Instructions to follow:
Copy the records below exactly, leaving out any pictures.

Source data:
------------------------------------------------------------
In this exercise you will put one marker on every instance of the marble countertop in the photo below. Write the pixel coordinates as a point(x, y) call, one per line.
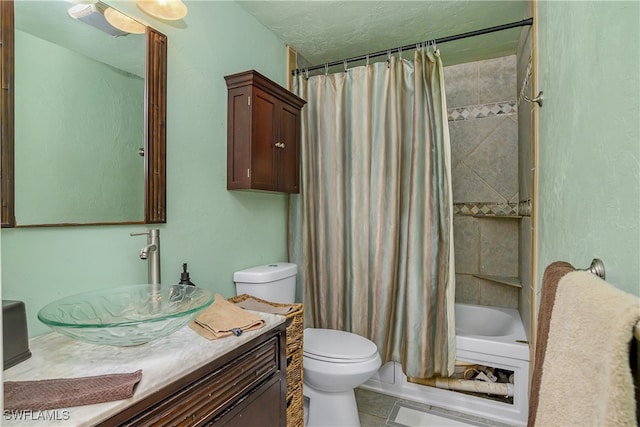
point(162, 362)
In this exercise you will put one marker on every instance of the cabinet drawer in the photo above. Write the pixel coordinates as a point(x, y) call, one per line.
point(209, 397)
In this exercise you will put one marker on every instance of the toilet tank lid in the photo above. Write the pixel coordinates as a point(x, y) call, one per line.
point(337, 344)
point(266, 273)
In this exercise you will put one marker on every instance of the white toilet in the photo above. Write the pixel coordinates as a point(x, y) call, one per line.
point(272, 282)
point(334, 362)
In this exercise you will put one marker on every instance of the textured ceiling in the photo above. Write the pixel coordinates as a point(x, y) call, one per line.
point(326, 31)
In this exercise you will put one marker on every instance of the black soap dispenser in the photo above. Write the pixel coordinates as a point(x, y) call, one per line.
point(184, 277)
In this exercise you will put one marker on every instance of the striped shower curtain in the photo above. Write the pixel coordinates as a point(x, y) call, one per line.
point(372, 226)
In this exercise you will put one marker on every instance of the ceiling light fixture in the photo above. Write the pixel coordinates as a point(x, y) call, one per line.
point(122, 22)
point(170, 10)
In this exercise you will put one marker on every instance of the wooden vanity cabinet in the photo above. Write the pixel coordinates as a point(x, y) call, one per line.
point(263, 134)
point(245, 387)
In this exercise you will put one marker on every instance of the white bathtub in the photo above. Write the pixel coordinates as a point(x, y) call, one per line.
point(488, 336)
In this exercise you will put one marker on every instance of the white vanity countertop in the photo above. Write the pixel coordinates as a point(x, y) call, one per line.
point(162, 362)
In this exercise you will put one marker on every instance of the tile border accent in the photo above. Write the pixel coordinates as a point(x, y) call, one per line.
point(522, 208)
point(481, 111)
point(485, 208)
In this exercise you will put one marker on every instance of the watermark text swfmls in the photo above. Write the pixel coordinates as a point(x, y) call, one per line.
point(30, 415)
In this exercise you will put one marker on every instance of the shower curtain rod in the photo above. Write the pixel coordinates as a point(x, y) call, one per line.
point(502, 27)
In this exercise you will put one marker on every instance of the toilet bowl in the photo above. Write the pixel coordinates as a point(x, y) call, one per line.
point(334, 363)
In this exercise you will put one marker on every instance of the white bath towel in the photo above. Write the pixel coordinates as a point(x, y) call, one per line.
point(586, 377)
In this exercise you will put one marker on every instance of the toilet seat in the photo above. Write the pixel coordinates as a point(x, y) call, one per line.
point(331, 345)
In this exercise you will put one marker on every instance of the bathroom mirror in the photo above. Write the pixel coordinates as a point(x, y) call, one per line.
point(83, 135)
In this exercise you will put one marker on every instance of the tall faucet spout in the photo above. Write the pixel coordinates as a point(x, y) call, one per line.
point(144, 252)
point(151, 251)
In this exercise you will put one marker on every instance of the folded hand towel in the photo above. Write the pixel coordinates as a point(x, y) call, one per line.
point(67, 392)
point(585, 376)
point(222, 317)
point(261, 305)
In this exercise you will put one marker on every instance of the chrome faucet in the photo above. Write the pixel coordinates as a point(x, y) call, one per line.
point(151, 251)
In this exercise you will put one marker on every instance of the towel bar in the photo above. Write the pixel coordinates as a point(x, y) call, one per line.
point(596, 267)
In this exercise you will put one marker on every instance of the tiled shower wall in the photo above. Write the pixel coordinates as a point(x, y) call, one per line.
point(483, 124)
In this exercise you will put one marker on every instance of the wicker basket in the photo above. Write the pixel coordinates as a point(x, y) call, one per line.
point(294, 354)
point(295, 408)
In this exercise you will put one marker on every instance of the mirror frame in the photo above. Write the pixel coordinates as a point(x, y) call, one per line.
point(155, 132)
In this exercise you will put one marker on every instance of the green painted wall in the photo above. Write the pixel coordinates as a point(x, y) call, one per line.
point(589, 146)
point(216, 231)
point(80, 158)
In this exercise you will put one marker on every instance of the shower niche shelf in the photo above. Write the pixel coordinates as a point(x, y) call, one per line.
point(503, 280)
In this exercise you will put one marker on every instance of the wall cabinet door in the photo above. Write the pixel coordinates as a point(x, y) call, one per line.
point(263, 135)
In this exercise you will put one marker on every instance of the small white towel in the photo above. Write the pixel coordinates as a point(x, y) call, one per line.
point(586, 377)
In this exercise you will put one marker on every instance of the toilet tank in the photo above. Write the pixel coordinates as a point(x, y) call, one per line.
point(272, 282)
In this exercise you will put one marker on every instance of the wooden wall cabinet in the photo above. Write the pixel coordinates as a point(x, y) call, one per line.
point(246, 387)
point(263, 134)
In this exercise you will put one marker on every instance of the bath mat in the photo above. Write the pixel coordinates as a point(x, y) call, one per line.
point(405, 414)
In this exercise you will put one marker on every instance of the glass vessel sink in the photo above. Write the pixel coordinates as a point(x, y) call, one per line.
point(125, 316)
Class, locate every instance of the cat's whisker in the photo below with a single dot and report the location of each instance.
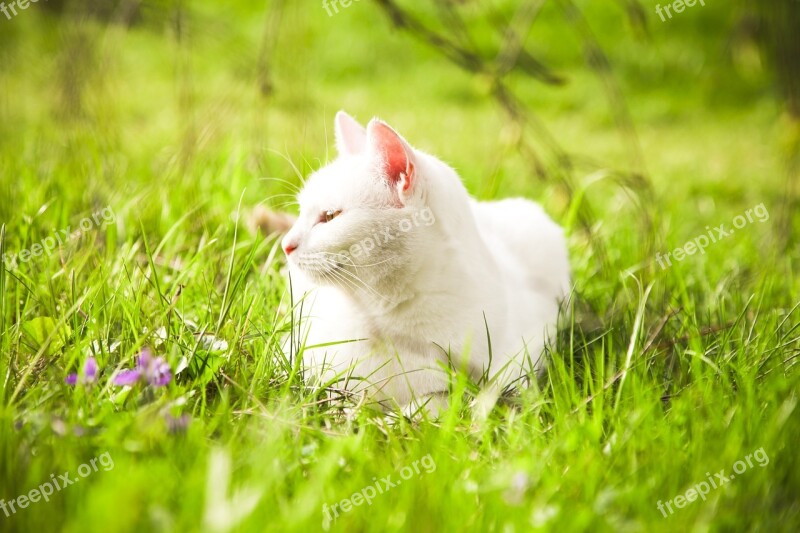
(352, 280)
(356, 279)
(352, 263)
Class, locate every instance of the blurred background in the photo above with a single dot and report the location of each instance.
(549, 99)
(636, 132)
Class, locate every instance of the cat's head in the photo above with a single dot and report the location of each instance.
(363, 217)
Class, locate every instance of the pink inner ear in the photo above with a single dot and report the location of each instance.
(393, 155)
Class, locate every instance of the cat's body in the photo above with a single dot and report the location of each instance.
(394, 256)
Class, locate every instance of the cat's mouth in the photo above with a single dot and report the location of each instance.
(322, 268)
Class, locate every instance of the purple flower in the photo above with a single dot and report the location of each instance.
(88, 373)
(155, 371)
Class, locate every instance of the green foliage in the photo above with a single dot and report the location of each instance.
(660, 376)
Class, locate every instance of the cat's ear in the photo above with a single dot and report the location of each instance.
(393, 157)
(351, 137)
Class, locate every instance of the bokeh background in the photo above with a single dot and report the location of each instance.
(636, 134)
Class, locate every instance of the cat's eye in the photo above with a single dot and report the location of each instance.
(330, 214)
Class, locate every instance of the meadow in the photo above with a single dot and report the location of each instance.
(166, 124)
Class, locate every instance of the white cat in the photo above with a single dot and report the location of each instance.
(401, 274)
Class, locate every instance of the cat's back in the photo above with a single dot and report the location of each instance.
(526, 243)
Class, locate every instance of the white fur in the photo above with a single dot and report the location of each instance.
(426, 292)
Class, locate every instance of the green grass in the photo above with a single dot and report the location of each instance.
(660, 376)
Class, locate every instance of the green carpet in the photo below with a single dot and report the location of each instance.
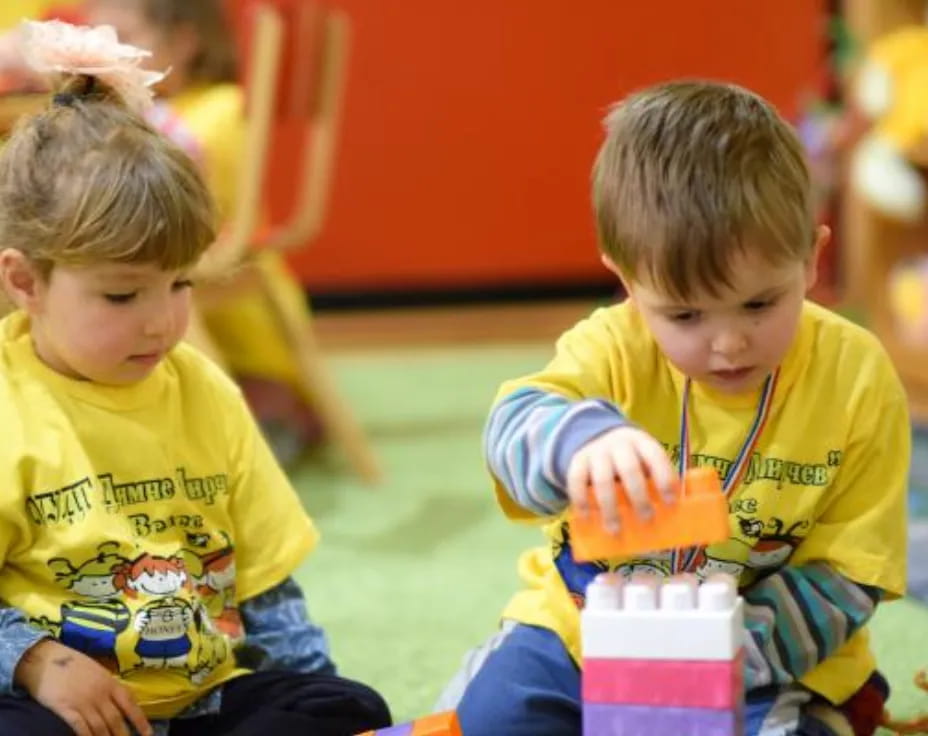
(412, 574)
------------------------------------------------------------
Result of the task:
In this exercise you will put one marker on every instance of the marble countertop in the photo below. Write the pixel coordinates as a point(x, y) call, one per line.
point(162, 362)
In this exercise you will put one marker on every instance of the cabinet drawer in the photo above. Write the pixel coordinates as a point(x, y) call, one per line.
point(209, 397)
In this exercise you will put one marker on every instance of the toilet tank lid in the photo above. Write the pixel coordinates as a point(x, y) call, one per line.
point(337, 344)
point(266, 273)
In this exercise you will put one marker on every instance of the white toilet in the photo above. Write the pixel coordinates as a point(x, y) call, one per line.
point(272, 282)
point(334, 362)
In this exercise you will put one marker on every instance of the textured ceiling in the photo above. Write the pixel coordinates as a point(x, y) call, one per line.
point(326, 31)
In this exercise you will put one marker on every instance of the black soap dispenser in the photo above. Write the pixel coordinates as a point(x, y) call, one per line.
point(184, 277)
In this exercise you will put one marker on every instance of the striped shower curtain in the photo above. Write the pixel coordinates as a point(x, y) call, one per line.
point(372, 226)
In this exercise you will put one marker on every instance of the ceiling light fixture in the photo above. Write the pixel coordinates as a point(x, y) call, one per line.
point(122, 22)
point(170, 10)
In this exercise you will put one marker on every instance of the wooden vanity cabinet in the photo above. Write the pixel coordinates as a point(x, y) call, one per line.
point(263, 134)
point(245, 387)
In this exercise you will put one marker on every instance of the white bathtub in the photo above. Write the pixel coordinates as a point(x, y) call, one per line.
point(488, 336)
In this exercise you will put one marker on every instance of the white vanity countertop in the photo above. Write the pixel coordinates as a point(x, y) call, one per line.
point(162, 362)
In this exercise you will put one marker on every instance of the tile border accent in the photo above. Write the pixel coordinates as a point(x, y) call, one per line.
point(522, 208)
point(481, 111)
point(485, 208)
In this exercise you will put one marker on every instance of the watermark text swfmls in the photo above. Write the pixel coordinates as a point(x, y) call, one per line.
point(30, 415)
In this exercise you will put one marker on every instance of the shower curtain rod in the photo above. Write the pixel coordinates as a point(x, y) call, one per line.
point(502, 27)
In this exercise you will put one marker on every instance of the toilet bowl in the photo above. Write the pixel coordinates as a point(x, y) call, one per line.
point(334, 363)
In this exercise you will put one marker on every instance of the white bath towel in the photo above. Write the pixel coordinates as a point(x, y) call, one per line.
point(586, 377)
In this exercise you will put one marker on every instance of the toilet seat in the photo above. Write the pixel coordinates as a point(x, y) call, one per line.
point(331, 345)
In this exercise you will put one marker on every instance of the bathroom mirror in the photo above. Write the pixel coordinates as a point(x, y) call, one per line.
point(83, 135)
In this exercise you will put one marker on every instance of the tall faucet spout in the photo above. Write the pixel coordinates as a point(x, y) call, one per line.
point(144, 252)
point(151, 251)
In this exercise you will put one marker on every instance of the folded hand towel in the photo above. Write the pixel coordinates as a point(x, y) call, one per line.
point(67, 392)
point(585, 376)
point(222, 317)
point(261, 305)
In this exercise you will put one marker on every instance of the chrome faucet in the photo above. Write the pixel coordinates as a point(x, y) call, one per line.
point(151, 251)
In this exercise you will put one marker on every instance of the towel bar in the photo above. Write the pixel coordinates as a point(x, y) call, one per line.
point(596, 267)
In this exercise you will put one marker on every instance of the tiled shower wall in the photo above. Write the pixel coordinates as a point(x, y) call, one per line.
point(483, 124)
In this exercise you will put one marker on every instance of the wicker basket in the photo above. Write the pixel coordinates as a point(x, y) call, one per line.
point(294, 354)
point(295, 408)
In this exercise you will put one marker on every instance of the mirror frame in the photo above. Write the pixel coordinates as a point(x, y) call, one per line.
point(155, 132)
In this exercise you will put one marker on every instance of the green painted wall in the photo above. Write the pixel coordinates as a point(x, y) call, one per line.
point(589, 146)
point(216, 231)
point(80, 158)
In this exercise you will put one marker on every instance of the shower niche shelf in the photo above. Write the pixel coordinates as a point(x, y) call, one per line.
point(503, 280)
In this exercise you will put one marker on every instance of the wall cabinet door in the photo above. Write the pixel coordinates as a point(x, y) call, one per line.
point(263, 135)
In this exercise you will put one marker on every instance of the small white towel in the photo above. Write the pixel coordinates as a point(x, y) call, one per line.
point(586, 377)
In this exercise you will put one marker on every instance of the toilet tank in the photo above. Write the pixel coordinates as a point(x, y) call, one per line.
point(272, 282)
In this exercise you will put one marker on every instance of the wooden wall cabinet in the photo above. Write the pixel coordinates as a point(x, y) call, one per line.
point(246, 387)
point(263, 134)
In this exercise you will put one marker on every instance of the bath mat in the photo above. Write the pixel coordinates as a point(x, y) call, one per line.
point(405, 414)
In this exercise you will put one marker on every instance of the glass vessel sink in the photo above. Write the pixel coordinates as a point(x, y) call, one per line.
point(125, 316)
Class, locate every instance of the cat's whisker in the photo below with a single dot and report the location of each instance.
(352, 280)
(356, 279)
(352, 263)
Class, locate every instance of the blurred background in the photo above with a single dot and report the location of each instance.
(549, 99)
(636, 132)
Class, locate every instance of the cat's head in the photo above with a single dot and report the location of each instance.
(363, 217)
Class, locate every instance of the pink inner ear in the photo above with a single dot and report the location of each instance.
(393, 155)
Class, locate every instance of the cat's body in the photo above with a single dot and report the location of each instance.
(394, 256)
Class, locate every instance of the cat's mouth in the photo above with a single dot and report the location of each instance.
(322, 268)
Class, locate every instance of the purple flower in the photo above with a single dot and report the location of each instance.
(88, 373)
(155, 371)
Class, locate every instance of the green foliage in the photo above with a single dot and report the location of each instance.
(660, 376)
Class, locate every instance of the cat's ear in the photo above with a single dot and report the location of each instance.
(393, 157)
(351, 137)
Class, locate every instance of the bokeh background in the photo above with a single dot and report the location of each instance.
(636, 134)
Class, locate every instance of the cat's eye in the photo above with a single dot and report the location of each instance.
(330, 214)
Class, locate every instance of the meadow in the photo above with a single dot and report the location of each instance.
(166, 124)
Class, locate every instance of the white cat in the photo above with a single dot and report the location of each instance.
(401, 274)
Class, locate every instance of the cat's back in the photo above with a single dot and report the location of each instance.
(526, 243)
Class, locate every instance of the white fur in the photo above with a single dot and report the location of each instance.
(426, 292)
Class, locate every instance of the green grass in the photo above with a single dot and report the location of each instance.
(660, 376)
Class, locate every instance of the green carpet in the photo below with a single dot and report the location of each instance.
(412, 574)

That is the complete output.